- Proposed Rendition of the Incheon Tower
- Interactive map of the 151 Incheon Tower area

General information
- Status: Under construction
- Type: Mixed-use
- Location: Songdo International City, Incheon, South Korea
- Groundbreaking: June 20, 2008
- Construction started: 2025
- Completed: 2030
- Cost: 17 trillion won US$11 billion

Height
- Antenna spire: 487 m (1,598 ft)

Technical details
- Floor count: 102
- Floor area: 506,538 m^{2} (5,452,330 sq ft)

Design and construction
- Architect: John C. Portman Jr.
- Developer: Hyundai Engineering and Construction
- Engineer: Thornton Tomasetti

= 102 Incheon Tower =

The 151 Incheon Tower was a supertall twin tower proposed for construction in Songdo International City, Incheon, South Korea. The design consisted of two 151 floor, 613 m supertall skyscrapers connected by three skybridges. The building would have become the tallest twin towers in the world, surpassing the Petronas Towers in Kuala Lumpur, Malaysia, and one of the tallest buildings in Asia. After the late-2000s recession, the tower was postponed with the possibility of a redesign at a lower height. The height of the tower was reduced from 613 metres to 487 metres while keeping the design the same.

◆ Stated goal A ◆
Move every coordinate in the answers by -42, and give again only the part of the entries that opens with the line containing "of the silhouetted" and runs through the last entry, including each request line unchanged.

(Excerpts of pointing data)
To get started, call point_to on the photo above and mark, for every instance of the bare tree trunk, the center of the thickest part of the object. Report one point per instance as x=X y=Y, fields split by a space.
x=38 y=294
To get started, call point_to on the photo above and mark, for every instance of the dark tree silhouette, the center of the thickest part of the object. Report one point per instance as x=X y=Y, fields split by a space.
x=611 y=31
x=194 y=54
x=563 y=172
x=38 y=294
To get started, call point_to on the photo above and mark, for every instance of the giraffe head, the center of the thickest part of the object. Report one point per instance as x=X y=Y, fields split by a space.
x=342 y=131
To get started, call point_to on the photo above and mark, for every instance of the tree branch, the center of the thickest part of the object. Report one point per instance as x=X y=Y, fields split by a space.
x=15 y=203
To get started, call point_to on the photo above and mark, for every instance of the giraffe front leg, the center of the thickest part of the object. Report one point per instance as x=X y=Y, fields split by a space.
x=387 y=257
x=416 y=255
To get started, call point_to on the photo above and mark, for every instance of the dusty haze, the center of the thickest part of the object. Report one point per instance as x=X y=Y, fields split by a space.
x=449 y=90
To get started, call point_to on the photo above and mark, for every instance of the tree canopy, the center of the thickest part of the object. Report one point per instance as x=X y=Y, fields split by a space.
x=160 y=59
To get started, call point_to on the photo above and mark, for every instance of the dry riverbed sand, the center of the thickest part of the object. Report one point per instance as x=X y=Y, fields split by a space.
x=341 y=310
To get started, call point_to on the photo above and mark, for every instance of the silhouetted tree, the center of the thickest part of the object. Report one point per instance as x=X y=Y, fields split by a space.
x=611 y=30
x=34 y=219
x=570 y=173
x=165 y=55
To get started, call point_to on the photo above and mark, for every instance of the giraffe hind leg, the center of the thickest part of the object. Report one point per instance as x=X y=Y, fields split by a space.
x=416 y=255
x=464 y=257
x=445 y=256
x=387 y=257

◆ Stated goal B ◆
Write out, word for word, the part of the Incheon Tower text that opens with the words "- Developer: Hyundai" and closes with "design the same.".

◆ Task output A ◆
To get started, call point_to on the photo above and mark, for every instance of the silhouetted tree, the center of the thickest part of the object. Report one point per instance as x=X y=Y, fields split by a space.
x=569 y=-12
x=-8 y=177
x=528 y=131
x=123 y=13
To get started, call point_to on the photo above and mark, for every instance of the giraffe hind leg, the center of the thickest part of the object. Report one point per instance as x=X y=Y, fields split by a space.
x=374 y=213
x=422 y=215
x=403 y=214
x=345 y=215

◆ Task output B ◆
- Developer: Hyundai Engineering and Construction
- Engineer: Thornton Tomasetti

= 102 Incheon Tower =

The 151 Incheon Tower was a supertall twin tower proposed for construction in Songdo International City, Incheon, South Korea. The design consisted of two 151 floor, 613 m supertall skyscrapers connected by three skybridges. The building would have become the tallest twin towers in the world, surpassing the Petronas Towers in Kuala Lumpur, Malaysia, and one of the tallest buildings in Asia. After the late-2000s recession, the tower was postponed with the possibility of a redesign at a lower height. The height of the tower was reduced from 613 metres to 487 metres while keeping the design the same.